## Directions:
[a] Repeat the travel passage word for word from "The condensed perfume" to "of the distillery.".
[b] Write the next part of the travel passage, picking up right after its final sentence.

* Start Page text *

The factory was of the few perfumeries which still used old fashioned methods to produce fragrance. A mixture of water and various fragrant substances was heated above clay ovens. The vapour was condensed and collected to be combined with other fragrances. The hundreds of clay ovens are fired by hand, twenty fours hours a day.

The condensed perfume runs down the pipes into the submerged containers 

A selection of perfume in a Samajwadi Party box, gifted to me by the owner of the distillery.

The following morning Anshul gave me a tour of Tirwaganj on his Royal Enfield, including inside the historical Palace of the King.

Before I left Anshul insisted that I contact the current leader of the Samajwadi Party and ex-chief minister of Uttar Pradesh, Mr Akhilesh Yadav. Mr Yadav, and the SP headquarters, are based in Lucknow, the state's capital. I would arrive there in a few days time and Anshul thought it was a well matched meeting. During his tenure as chief minister, Mr Akhilesh expended considerable time and energy into promoting bicycle use and making Lucknow a bike friendly city. Bike lanes were built alongside the two hundred kilometer Agra-Lucknow cycle highway. Furthermore, the SP symbol is a bicycle.

Unfortunately, widespread bicycle use is restricted in India by its perception as a poor person's transport. This explains in part why I, perceived as a rich westerner, attract so much attention and am often questioned about why I am not travelling by motorbike or car.

Mr Akhilesh is attempting to present cycling as a fun and healthy transport for all classes and castes, regardless of wealth. For example, he himself cycled the Agra-Lucknow expressway upon its completion. Paradoxically, his efforts are perhaps not aided by the adoption of the bicycle as the SP symbol. The SP represent minority demographics such as Muslims and also ‘other backward classes’, historically poorer, politically peripheral groups for whom the bicycle is an affordable transport, hence the icon. The reasoning behind the bicycles selection is maybe at odds with the image Mr Akhilesh puts forth, of the bicycle as an attractive transport for all, rich or poor.

I was able to get in touch with Mr Akhilesh through Anshul and organize a preliminary meeting with a senior SP member and Uttar Pradesh cabinet minister, Mr Abhishek Mishra.

* End Page text *
* Start Records *

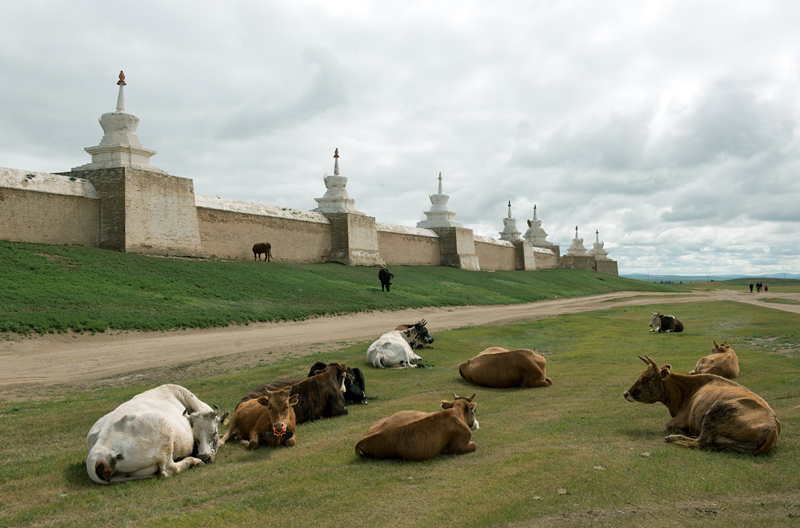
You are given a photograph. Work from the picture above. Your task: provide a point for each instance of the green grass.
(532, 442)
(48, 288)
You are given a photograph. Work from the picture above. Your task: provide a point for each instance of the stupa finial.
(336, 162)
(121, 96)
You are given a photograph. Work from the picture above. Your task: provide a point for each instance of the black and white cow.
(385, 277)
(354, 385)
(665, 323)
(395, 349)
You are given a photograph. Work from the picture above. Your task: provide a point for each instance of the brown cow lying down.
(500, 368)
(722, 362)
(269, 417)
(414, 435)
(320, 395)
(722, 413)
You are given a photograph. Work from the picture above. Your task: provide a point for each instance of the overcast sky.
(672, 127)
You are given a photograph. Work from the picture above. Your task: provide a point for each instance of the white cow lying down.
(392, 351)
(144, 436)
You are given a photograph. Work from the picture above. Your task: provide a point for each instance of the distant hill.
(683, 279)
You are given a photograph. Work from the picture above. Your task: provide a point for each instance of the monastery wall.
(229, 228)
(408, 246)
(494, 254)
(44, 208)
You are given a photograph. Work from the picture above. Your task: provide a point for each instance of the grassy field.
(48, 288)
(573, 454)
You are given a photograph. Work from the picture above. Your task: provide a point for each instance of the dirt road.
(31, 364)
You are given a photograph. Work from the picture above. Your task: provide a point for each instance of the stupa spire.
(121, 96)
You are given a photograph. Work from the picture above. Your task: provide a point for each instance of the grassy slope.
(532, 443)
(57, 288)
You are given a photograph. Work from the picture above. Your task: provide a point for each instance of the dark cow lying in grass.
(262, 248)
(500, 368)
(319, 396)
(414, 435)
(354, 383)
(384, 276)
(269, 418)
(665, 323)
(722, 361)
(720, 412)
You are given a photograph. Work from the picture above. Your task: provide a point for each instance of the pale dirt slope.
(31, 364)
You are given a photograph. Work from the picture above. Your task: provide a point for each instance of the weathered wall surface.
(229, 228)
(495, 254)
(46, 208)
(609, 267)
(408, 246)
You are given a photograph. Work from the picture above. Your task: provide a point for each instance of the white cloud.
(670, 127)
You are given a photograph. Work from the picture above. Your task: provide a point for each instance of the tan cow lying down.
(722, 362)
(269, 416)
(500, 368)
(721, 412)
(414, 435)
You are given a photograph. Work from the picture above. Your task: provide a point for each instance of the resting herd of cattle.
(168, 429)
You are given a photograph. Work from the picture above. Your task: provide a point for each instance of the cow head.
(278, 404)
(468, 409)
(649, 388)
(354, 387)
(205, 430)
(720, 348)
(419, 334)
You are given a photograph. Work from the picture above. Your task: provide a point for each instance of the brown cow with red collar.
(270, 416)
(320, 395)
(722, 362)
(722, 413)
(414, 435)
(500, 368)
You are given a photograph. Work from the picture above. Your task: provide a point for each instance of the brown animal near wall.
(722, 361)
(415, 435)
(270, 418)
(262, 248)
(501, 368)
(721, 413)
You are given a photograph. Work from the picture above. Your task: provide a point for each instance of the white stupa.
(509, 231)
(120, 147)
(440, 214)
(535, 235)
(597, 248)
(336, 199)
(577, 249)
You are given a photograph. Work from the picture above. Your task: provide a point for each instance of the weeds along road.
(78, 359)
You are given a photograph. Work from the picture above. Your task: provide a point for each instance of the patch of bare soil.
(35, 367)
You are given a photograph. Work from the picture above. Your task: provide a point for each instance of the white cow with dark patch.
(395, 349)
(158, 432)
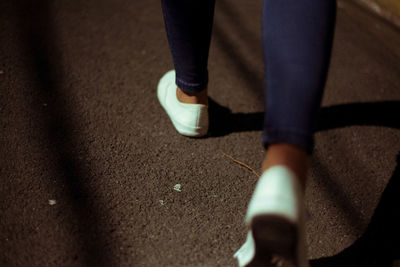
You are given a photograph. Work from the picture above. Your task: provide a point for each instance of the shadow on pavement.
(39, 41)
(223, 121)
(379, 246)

* End Records *

## Answers by task:
[a]
The condensed perfume runs down the pipes into the submerged containers 

A selection of perfume in a Samajwadi Party box, gifted to me by the owner of the distillery.

[b]
Mr Abhishek organized my meeting with Mr Akhilesh for the following day, although the specific time, place and conditions of the meet were unknown to me until the final moment. Mr Akhilesh is predictably a fantastically busy man, even more so with the springtime general elections approaching.  

Anshul and I returned to Mr Abhishek's the next morning, anticipating an 11.30am meeting with Mr Akhilesh. On our arrival we were informed that he had been out of contact that morning and we should stay tuned for further developments.

Throughout the proceedings of the previous days which had led to this meeting, I had wondered what Mr Akhilesh's motivation was for meeting me, and what form this meeting might take. I stood to gain some elusive facetime with one of the most powerful men embedded in the world's largest democracy. I have no investment in politics beyond a keen interest, but this was a rare opportunity to see beyond the newspaper pages.

But what was the motivation for Mr Akhilesh? I knew he had a personal interest in cycling, but was this the sole motivation for adding one more event to an already exhausting schedule? Given Mr Akhilesh's efforts to present cycling as both cheap and desirable to a younger, increasingly international generation, I had subtle suspicions that I might be bargaining for me than tea and biscuits.

Anshul and I killed  time in the car, waiting for the confirmatory call from Mt Abhishek. It occurred to me it might have been useful, if indeed Mr Akhilesh intended to publicize our meeting, for me to have had my bicycle with me. Bollocks. I had cycled more than 11000 kilometers without being parted from it and yesterday I had broken my first spoke and checked it into a bike shop.

My phone rang in my pocket. It was Mr Abhishek. The meeting was on.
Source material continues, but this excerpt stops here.